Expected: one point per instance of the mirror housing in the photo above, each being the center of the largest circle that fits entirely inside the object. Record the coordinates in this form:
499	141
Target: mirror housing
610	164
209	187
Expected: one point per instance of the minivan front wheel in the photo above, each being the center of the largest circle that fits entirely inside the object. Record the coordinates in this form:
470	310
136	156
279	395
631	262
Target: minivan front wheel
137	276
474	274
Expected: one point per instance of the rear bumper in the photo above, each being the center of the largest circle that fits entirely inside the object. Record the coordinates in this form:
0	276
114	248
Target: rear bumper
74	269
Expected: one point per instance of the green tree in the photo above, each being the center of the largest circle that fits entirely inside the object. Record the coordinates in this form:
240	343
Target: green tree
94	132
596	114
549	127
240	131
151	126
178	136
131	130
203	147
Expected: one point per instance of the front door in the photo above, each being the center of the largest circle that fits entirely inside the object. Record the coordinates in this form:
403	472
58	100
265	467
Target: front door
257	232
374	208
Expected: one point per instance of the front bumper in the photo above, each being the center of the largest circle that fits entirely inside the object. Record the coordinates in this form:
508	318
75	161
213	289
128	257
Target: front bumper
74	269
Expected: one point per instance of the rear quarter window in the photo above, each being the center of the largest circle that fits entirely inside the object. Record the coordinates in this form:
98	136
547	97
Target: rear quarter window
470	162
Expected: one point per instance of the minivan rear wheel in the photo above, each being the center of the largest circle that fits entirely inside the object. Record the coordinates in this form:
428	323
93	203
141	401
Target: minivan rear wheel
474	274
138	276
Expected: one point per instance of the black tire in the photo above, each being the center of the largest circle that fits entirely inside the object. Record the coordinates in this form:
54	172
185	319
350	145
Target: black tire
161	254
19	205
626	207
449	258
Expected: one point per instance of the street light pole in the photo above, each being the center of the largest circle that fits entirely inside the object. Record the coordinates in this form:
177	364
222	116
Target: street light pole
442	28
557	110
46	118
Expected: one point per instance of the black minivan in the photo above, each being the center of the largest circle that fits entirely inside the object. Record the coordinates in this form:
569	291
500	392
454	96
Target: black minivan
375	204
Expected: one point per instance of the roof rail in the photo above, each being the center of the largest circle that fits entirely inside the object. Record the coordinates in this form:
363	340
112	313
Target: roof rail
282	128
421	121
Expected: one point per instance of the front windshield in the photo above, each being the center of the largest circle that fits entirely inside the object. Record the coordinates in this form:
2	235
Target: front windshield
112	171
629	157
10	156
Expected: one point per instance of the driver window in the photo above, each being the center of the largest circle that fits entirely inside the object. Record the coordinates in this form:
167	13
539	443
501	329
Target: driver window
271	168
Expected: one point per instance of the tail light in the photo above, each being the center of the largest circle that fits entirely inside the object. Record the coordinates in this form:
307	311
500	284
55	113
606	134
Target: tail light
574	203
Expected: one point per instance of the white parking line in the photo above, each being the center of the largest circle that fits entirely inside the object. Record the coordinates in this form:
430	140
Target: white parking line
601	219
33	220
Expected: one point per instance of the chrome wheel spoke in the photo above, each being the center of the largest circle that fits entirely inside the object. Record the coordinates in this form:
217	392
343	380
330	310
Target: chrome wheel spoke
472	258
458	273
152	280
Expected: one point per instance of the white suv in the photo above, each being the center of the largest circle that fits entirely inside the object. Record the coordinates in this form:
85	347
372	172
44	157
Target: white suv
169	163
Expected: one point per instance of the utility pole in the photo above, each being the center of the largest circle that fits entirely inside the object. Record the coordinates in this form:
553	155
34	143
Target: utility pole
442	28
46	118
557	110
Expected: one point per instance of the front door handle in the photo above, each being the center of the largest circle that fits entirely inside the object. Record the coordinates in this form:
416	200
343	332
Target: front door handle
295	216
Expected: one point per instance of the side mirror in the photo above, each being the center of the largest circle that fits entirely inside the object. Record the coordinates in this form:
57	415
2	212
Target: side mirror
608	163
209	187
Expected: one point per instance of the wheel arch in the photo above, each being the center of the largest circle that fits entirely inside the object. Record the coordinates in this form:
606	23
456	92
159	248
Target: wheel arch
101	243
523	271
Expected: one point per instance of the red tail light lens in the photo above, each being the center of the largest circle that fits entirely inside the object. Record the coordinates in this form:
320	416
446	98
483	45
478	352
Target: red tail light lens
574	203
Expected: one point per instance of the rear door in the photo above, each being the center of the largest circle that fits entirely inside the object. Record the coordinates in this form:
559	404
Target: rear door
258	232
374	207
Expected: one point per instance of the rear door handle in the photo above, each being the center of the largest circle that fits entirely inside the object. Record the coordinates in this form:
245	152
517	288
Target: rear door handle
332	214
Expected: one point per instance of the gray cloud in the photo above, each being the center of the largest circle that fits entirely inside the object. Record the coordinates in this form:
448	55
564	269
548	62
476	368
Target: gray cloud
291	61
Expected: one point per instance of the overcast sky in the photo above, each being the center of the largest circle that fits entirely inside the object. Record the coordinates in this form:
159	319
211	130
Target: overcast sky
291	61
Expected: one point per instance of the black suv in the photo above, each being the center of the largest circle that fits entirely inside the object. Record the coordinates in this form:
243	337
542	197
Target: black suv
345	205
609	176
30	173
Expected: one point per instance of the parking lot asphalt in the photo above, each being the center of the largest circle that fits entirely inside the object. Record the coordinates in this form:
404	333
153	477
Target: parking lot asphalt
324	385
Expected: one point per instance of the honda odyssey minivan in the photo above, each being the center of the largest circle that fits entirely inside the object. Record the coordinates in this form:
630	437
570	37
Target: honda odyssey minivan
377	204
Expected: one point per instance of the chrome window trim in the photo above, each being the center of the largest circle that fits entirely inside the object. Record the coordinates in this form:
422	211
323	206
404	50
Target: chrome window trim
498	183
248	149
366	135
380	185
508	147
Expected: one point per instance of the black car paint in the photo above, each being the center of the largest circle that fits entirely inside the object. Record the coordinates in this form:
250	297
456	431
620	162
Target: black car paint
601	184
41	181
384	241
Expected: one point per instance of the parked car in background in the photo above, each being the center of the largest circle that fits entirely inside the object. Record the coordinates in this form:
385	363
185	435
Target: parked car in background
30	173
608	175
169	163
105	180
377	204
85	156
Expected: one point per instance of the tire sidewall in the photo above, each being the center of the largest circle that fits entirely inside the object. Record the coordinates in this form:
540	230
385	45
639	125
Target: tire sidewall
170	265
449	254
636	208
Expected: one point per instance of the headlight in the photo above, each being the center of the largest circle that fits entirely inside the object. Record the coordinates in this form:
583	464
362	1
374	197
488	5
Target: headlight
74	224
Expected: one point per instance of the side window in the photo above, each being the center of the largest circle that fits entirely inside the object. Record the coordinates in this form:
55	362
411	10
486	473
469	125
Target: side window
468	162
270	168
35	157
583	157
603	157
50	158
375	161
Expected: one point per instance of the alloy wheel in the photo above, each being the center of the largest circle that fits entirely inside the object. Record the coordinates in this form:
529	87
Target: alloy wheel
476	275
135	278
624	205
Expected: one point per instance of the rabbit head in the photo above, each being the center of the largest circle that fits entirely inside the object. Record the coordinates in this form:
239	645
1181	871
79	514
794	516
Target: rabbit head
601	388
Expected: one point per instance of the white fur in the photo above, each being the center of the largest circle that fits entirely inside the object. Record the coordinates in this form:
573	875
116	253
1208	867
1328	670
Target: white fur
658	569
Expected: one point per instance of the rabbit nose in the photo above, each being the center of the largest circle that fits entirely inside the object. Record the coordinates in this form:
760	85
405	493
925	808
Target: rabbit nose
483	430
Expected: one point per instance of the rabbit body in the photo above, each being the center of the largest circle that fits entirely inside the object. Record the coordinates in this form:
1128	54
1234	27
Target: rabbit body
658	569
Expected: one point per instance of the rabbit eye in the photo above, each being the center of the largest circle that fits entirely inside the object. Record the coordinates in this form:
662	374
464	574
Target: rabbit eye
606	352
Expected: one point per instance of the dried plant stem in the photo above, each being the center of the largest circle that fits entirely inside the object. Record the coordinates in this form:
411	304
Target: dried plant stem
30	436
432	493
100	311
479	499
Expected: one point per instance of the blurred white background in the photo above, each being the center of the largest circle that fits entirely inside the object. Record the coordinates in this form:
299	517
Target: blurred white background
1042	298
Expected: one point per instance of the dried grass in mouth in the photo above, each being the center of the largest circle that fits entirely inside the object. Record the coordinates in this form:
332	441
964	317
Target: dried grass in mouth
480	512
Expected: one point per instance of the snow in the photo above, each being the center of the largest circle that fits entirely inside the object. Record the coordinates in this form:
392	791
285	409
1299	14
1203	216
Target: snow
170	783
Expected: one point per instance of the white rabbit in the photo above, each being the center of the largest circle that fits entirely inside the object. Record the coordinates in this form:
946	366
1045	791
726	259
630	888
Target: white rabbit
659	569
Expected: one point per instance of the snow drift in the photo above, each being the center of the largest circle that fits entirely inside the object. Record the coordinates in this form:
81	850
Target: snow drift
--------------------------------------------------
| Task prompt |
Each line in the data that holds the word "drift" must be copied.

| Exercise answer |
Expected: one point per instance of the snow drift in the photo above, each being the center of the largest circle that fits entirely inside the object. Record the coordinates in this form:
Target: snow drift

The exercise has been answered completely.